Required work -
[a] Answer each question from the sermon.
(i) How old was the boy Johnny Carson interviewed?
(ii) Where had the boy rescued two friends?
(iii) Who asks Jesus to do something about the family's embarrassment at the wedding?
[b] In the rows, from the line containing "point per instance: dark" through the end of the rows, swap "player's" for "athlete's". Reproduce those lines with no other change.

Extract to read -
:::::

Saturday, 16 January 2016

"Are We Missing The Point"


While we are awed by the mystery of miracles we often miss its point!
  
 Jan 17 2016  1 Corinthians 12: 1-11  Psalm 36 5-10 John 2: 1-11
Years ago when Johnny Carson was the host of The Tonight Show he interviewed an eight year old boy. The young man was asked to appear because he had rescued two friends in a coalmine outside his hometown in West Virginia. As Johnny questioned the boy, it became apparent to him and the audience that the young man was a Christian.  So Johnny asked him if he attended Sunday school.  When the boy said he did Johnny inquired, "What are you learning in Sunday school?" "Last week," came his reply, "our lesson was about when Jesus went to a wedding and turned water into wine." The audience roared, but Johnny tried to keep a straight face. Then he said, "And what did you learn from that story?" The boy squirmed in his chair. It was apparent he hadn't thought about this.  But then he lifted up his face and said, "If you're going to have a wedding, it might be a good idea to invite Jesus!"
You know as funny as that was for the audience,  that is pretty profound advice.  Jesus is, at least for those who follow him, a sign of God being present in your life.    Jesus brings God into the picture and kindles in us the Holy Spirit.   Both relationships are meant to be life long Folks, the first doesn’t end when you put a ring on a finger.  The relationship with Jesus doesn’t end when you say you are a Christian.  The covenant your making is for life Folks.  Jesus at the weeding is not only keeping the party going, his presence there speaks of the eternal.  There is something of eternity in a marriage and something in Christ that connects us all for eternity.  Christ was in our past, is in our now and will be our future.  
So then, it is a good thing to have Jesus at wedding ceremonies, indeed it is good to have Jesus show up everywhere in our daily lives.  The gospel today is not only about Jesus performing a miracle, it is also about family and about family embarrassment.  It is about how our celebrations can turn in a moment to personal disaster, this is when we really need Jesus to be there for us to.   What do you do when the laughter and the joy run out?   How many here today have experienced a family gathering when joy turns into an embarrassment, a difficult situation or yes even a disaster?  We humans can get carried away with indulgence and not see trouble coming.  How many of us here today would have consciously though to invite the spirit of Christ to come to our festive gathering.  Jesus has been invited to attend this gathering and His presence has a profound effect on its outcome.  Many focus on the biblical miracles and get sidetracked and miss the point of the story.  The miracle is really secondary to what Jesus brings to a gathering, or what he offer us in his teaching.  In those days, and probably even today, you the host wouldn’t want to run out of food or drink with invited guests.   Mary, understanding the embarrassment the family was faced with, she asks Jesus to do something about it, and he does.  At first Jesus show reluctance to fulfill his mother’s request, because he explains it is not time yet to show Gods authority over life.   But Jesus’ true nature, to be a servant to all, comes shinning through doesn’t it.    Jesus will never fail the voice who asks for his help.  Did you hear that folks, this is our first learning here if you have the ears to hear it, Jesus will always respond to a call for help.

:::::

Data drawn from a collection
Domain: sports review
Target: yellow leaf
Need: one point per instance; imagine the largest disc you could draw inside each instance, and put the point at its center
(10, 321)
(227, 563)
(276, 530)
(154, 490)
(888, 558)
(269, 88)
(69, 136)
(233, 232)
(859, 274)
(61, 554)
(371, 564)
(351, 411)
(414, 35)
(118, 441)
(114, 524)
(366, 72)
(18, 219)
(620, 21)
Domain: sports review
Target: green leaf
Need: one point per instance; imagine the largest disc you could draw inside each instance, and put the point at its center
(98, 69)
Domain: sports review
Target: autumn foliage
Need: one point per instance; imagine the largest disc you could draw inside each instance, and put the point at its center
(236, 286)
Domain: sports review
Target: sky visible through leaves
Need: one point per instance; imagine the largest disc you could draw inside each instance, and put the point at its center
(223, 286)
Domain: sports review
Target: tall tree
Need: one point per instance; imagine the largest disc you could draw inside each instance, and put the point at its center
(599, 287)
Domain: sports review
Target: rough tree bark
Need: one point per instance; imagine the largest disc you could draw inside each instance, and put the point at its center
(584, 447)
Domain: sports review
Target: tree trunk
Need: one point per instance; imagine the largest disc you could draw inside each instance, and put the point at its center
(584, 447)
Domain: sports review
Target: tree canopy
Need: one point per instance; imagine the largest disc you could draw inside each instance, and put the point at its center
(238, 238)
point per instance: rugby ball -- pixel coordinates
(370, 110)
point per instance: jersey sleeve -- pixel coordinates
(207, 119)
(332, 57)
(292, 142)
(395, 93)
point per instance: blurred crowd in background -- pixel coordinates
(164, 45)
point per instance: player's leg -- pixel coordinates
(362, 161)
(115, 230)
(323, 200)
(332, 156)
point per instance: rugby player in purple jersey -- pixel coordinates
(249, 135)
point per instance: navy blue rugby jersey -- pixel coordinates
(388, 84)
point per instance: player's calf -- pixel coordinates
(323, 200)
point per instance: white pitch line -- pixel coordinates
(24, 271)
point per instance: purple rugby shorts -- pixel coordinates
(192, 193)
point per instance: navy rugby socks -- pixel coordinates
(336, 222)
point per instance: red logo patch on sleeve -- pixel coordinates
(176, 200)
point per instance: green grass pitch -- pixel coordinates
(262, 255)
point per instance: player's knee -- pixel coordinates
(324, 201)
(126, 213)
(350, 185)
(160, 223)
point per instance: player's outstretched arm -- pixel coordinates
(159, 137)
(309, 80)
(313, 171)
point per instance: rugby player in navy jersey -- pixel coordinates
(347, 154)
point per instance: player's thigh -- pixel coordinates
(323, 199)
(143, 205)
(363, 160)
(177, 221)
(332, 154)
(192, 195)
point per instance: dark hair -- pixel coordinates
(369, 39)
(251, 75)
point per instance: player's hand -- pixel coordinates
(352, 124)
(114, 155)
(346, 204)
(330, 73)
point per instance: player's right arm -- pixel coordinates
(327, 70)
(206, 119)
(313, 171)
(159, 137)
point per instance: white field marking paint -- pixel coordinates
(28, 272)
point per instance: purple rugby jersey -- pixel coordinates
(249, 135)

:::::

Expected answers -
[a]
(i) Eight years old.
(ii) In a coalmine outside his hometown in West Virginia.
(iii) Mary.

[b]
point per instance: dark hair -- pixel coordinates
(369, 39)
(251, 75)
point per instance: athlete's hand -- pixel coordinates
(352, 124)
(114, 155)
(346, 204)
(330, 73)
point per instance: athlete's right arm -- pixel coordinates
(327, 70)
(206, 119)
(313, 171)
(159, 137)
point per instance: white field marking paint -- pixel coordinates
(28, 272)
point per instance: purple rugby jersey -- pixel coordinates
(249, 135)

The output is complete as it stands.